• **Goal**: Each record is to be transcribed exactly.

* BEGIN Data supplied *

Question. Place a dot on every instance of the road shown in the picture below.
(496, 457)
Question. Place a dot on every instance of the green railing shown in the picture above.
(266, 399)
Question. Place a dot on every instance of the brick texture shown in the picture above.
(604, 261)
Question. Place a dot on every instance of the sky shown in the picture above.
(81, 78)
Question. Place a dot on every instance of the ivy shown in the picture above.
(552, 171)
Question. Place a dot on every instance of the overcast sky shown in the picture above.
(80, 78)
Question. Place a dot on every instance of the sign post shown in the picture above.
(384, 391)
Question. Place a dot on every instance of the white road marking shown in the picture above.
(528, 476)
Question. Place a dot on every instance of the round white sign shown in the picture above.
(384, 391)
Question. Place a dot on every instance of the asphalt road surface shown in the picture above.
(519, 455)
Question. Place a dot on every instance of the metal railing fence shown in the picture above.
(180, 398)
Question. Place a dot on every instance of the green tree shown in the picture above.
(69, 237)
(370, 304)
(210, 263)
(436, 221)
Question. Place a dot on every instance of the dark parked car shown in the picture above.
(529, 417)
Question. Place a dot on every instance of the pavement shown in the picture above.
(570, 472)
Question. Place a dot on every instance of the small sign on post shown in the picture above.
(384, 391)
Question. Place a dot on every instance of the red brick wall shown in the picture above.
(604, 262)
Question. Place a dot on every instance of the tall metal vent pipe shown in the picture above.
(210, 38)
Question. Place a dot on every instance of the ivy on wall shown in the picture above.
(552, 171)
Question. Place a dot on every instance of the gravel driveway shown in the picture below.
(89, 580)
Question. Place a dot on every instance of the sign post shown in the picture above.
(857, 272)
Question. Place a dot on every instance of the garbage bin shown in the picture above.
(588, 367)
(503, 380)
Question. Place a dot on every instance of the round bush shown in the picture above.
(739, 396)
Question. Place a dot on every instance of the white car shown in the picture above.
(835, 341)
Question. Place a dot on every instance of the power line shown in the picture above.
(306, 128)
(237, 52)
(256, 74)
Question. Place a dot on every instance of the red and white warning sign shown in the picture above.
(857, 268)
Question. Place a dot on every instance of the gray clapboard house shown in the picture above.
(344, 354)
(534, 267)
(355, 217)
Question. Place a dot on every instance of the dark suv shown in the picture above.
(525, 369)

* END Data supplied *

• **The solution**:
Question. Place a dot on every instance of the road shown in the picture below.
(496, 457)
Question. Place a dot on every instance of the green railing shown in the picture above.
(266, 399)
Question. Place a dot on every instance of the brick texture shown in the picture above.
(604, 261)
Question. Place a dot on every instance of the sky shown in the picture above.
(81, 78)
Question. Place a dot on every instance of the ivy shown in the picture above.
(552, 171)
Question. Place a dot on every instance of the overcast sky shown in the picture above.
(80, 78)
Question. Place a dot on every instance of the sign post shown in the picture above.
(384, 391)
Question. Place a dot on every instance of the white road marking shown in the picture above.
(528, 476)
Question. Place a dot on every instance of the round white sign shown in the picture above.
(384, 391)
Question. Place a dot on every instance of the asphalt road surface shown in the picture above.
(519, 455)
Question. Place a dot on every instance of the metal railing fence shown in the picture above.
(180, 398)
Question. Place a dot on every instance of the green tree shown in the picture above.
(69, 237)
(370, 304)
(210, 263)
(436, 221)
Question. Place a dot on every instance of the dark parked car shown in the picture above.
(529, 417)
Question. Place a dot on every instance of the pavement shown in the picture above.
(570, 472)
Question. Place a dot on every instance of the small sign on post shown in the picture above.
(384, 391)
Question. Place a dot on every instance of the red brick wall shown in the picture above.
(604, 262)
Question. Place a dot on every instance of the tall metal vent pipe shown in the picture above.
(210, 38)
Question. Place a dot on every instance of the ivy on wall shown in the picture above.
(552, 171)
Question. Place a dot on every instance of the gravel driveway shown in the picture below.
(89, 580)
Question. Place a dot on every instance of the sign post shown in the picture above.
(857, 272)
Question. Place a dot on every instance of the garbage bin shown in the picture above.
(588, 367)
(503, 380)
Question. Place a dot on every instance of the round bush shown in the picture above.
(739, 396)
Question. Place a dot on every instance of the white car shown in the picture above.
(835, 341)
Question. Place a dot on every instance of the power line shown in the picture above.
(306, 128)
(237, 52)
(256, 74)
Question. Place a dot on every instance of the red and white warning sign shown in the picture above.
(857, 268)
Question. Place a dot on every instance of the gray clapboard house shown in the picture above.
(344, 354)
(534, 267)
(355, 217)
Question. Place a dot on every instance of the dark suv shown in the picture above.
(525, 369)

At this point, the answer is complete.